[Start of section]

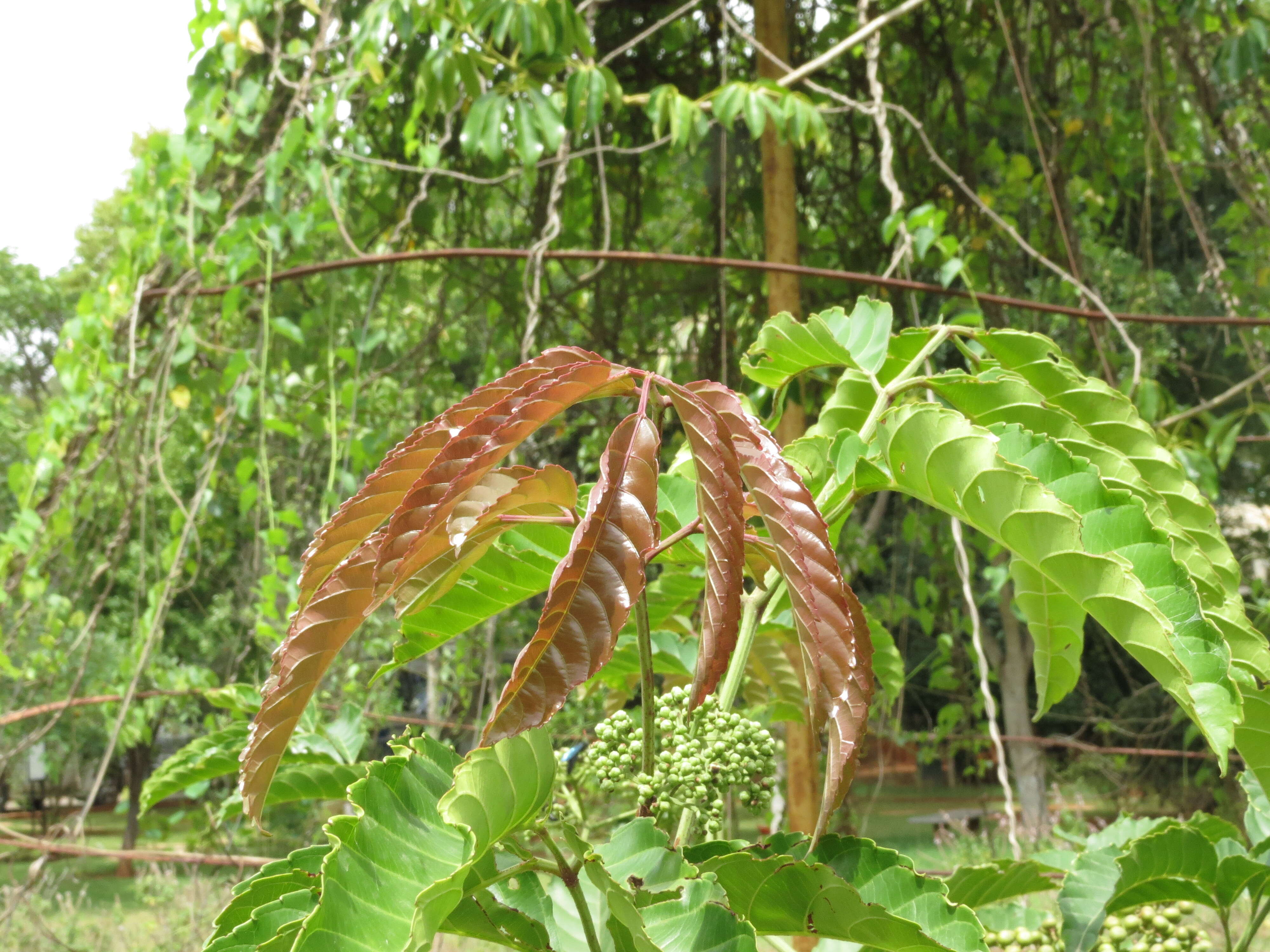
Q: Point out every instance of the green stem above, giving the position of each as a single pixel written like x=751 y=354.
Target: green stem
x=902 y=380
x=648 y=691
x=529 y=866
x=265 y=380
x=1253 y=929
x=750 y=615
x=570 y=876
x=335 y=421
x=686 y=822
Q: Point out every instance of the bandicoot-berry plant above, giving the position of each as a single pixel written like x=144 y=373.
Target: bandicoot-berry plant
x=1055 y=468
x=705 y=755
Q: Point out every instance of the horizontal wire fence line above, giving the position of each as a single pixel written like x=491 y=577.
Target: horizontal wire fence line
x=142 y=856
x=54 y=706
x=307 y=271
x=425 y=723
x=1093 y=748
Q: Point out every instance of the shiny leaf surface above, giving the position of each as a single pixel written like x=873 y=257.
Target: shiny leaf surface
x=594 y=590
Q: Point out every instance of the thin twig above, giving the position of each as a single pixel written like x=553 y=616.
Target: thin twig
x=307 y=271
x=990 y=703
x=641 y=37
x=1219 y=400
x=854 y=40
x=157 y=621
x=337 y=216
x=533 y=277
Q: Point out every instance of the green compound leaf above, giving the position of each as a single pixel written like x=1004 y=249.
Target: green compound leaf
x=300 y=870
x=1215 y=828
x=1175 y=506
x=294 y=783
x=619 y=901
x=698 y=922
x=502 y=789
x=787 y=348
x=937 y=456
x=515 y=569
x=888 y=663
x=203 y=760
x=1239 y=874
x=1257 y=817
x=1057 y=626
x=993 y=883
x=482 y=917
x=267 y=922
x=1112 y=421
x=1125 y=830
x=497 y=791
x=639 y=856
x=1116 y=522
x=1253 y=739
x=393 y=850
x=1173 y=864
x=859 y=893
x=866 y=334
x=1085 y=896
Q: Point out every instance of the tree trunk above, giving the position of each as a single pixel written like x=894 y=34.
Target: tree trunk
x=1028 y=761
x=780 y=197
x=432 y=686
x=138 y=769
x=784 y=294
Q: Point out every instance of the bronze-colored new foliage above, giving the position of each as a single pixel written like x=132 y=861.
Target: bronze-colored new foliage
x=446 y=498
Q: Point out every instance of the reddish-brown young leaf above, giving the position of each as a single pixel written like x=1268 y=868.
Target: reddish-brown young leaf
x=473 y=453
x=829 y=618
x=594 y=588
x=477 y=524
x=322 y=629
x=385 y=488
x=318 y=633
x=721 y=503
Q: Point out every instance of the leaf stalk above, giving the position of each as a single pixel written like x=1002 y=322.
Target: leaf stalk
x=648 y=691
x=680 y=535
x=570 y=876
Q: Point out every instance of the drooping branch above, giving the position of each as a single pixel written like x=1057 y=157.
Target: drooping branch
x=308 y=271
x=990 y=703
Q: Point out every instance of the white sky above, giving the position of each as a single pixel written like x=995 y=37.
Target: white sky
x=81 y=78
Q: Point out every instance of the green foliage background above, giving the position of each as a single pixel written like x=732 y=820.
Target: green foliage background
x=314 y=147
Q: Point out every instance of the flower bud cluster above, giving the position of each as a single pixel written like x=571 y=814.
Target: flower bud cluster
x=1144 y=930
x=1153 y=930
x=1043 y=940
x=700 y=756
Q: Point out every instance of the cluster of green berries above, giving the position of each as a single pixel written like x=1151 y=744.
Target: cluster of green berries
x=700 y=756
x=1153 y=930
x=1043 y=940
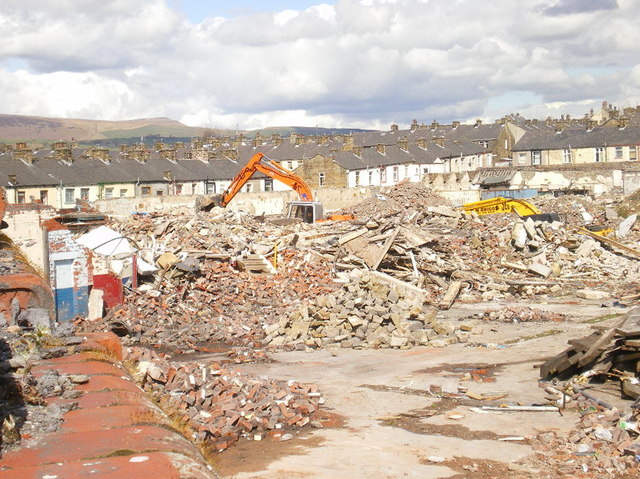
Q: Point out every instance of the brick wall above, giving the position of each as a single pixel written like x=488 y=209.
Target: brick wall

[End of section]

--- Work order ---
The records need to be restated word for word, minus any images.

--- Written solution ---
Q: Point out every instance of the green stem above, giving the position of each as a single pixel written like x=751 y=354.
Target: green stem
x=902 y=380
x=648 y=691
x=529 y=866
x=265 y=380
x=1253 y=929
x=750 y=615
x=570 y=876
x=335 y=421
x=686 y=822
Q: Point out every instance of the bandicoot-berry plant above, giving the position of each as a single pixel written like x=144 y=373.
Target: bandicoot-berry plant
x=1055 y=468
x=705 y=755
Q: Point out every instance of the horizontal wire fence line above, giving the position of each as a single pixel written like x=491 y=577.
Target: horizontal wire fence line
x=142 y=856
x=54 y=706
x=307 y=271
x=425 y=723
x=1093 y=748
Q: Point out every instance of the shiny leaf surface above, giving the position of each as a single pixel written like x=873 y=257.
Target: shiny leaf surface
x=594 y=590
Q: Point out every instance of the thin twig above, giving the position of each as a single pixel written like x=553 y=616.
Target: thin twig
x=307 y=271
x=990 y=703
x=641 y=37
x=1219 y=400
x=854 y=40
x=157 y=621
x=337 y=216
x=533 y=277
Q: Point out every instance of the green compound leaf above, giving the position of each as a single pixel written like x=1004 y=249.
Target: green compound leaf
x=300 y=870
x=1215 y=828
x=1175 y=506
x=294 y=783
x=619 y=901
x=698 y=922
x=502 y=789
x=787 y=348
x=937 y=456
x=515 y=569
x=888 y=663
x=203 y=760
x=1239 y=874
x=1257 y=817
x=1057 y=626
x=993 y=883
x=482 y=917
x=267 y=922
x=1112 y=421
x=1125 y=830
x=497 y=791
x=639 y=856
x=1116 y=522
x=1253 y=739
x=393 y=850
x=1173 y=864
x=859 y=893
x=866 y=334
x=1085 y=896
Q: Point out every instance of the tree trunk above, giving the position of each as a single pixel written like x=894 y=34.
Target: tree trunk
x=1028 y=761
x=780 y=197
x=432 y=686
x=138 y=769
x=784 y=294
Q: Point out every instance of the bronze-colored new foliage above, giving the position of each as a single pixel written like x=132 y=861.
Target: bronze-colored new foliage
x=446 y=498
Q: Point out every instance of the reddish-brown young leaf above, giving the position of each as a single pixel written like x=1268 y=868.
Target: reddish-brown young leaf
x=473 y=453
x=829 y=618
x=594 y=588
x=477 y=524
x=322 y=629
x=385 y=488
x=318 y=633
x=721 y=503
Q: Point out every instance of the leaf stalk above, giving the position of each as a single pixel written like x=1002 y=322.
Target: leaf stalk
x=648 y=691
x=680 y=535
x=570 y=876
Q: Point out every instance of the drooping branch above, giving the position of each as a single pixel written like x=1057 y=157.
Target: drooping branch
x=308 y=271
x=990 y=703
Q: Point out every instance of the white sky above, giving the position of each as a single pixel written like x=995 y=37.
Target: white sky
x=81 y=78
Q: Point out every instance of the green foliage background above, giving the position of each as a single pixel written like x=732 y=820.
Target: green foliage background
x=314 y=147
Q: Point out every instance of the flower bud cluster above, giving the position of each as a single pixel written like x=571 y=814.
Target: flower bud cluster
x=1144 y=930
x=1153 y=930
x=1043 y=940
x=700 y=756
Q: Point out every instance of the cluster of green berries above, giving the position of each as a single pixel written like x=1151 y=744.
Target: cluster of green berries
x=700 y=756
x=1153 y=930
x=1043 y=940
Q: Point out every instance of the brick wall above, giving the position of each as a single pixel written like x=488 y=209.
Target: brick wall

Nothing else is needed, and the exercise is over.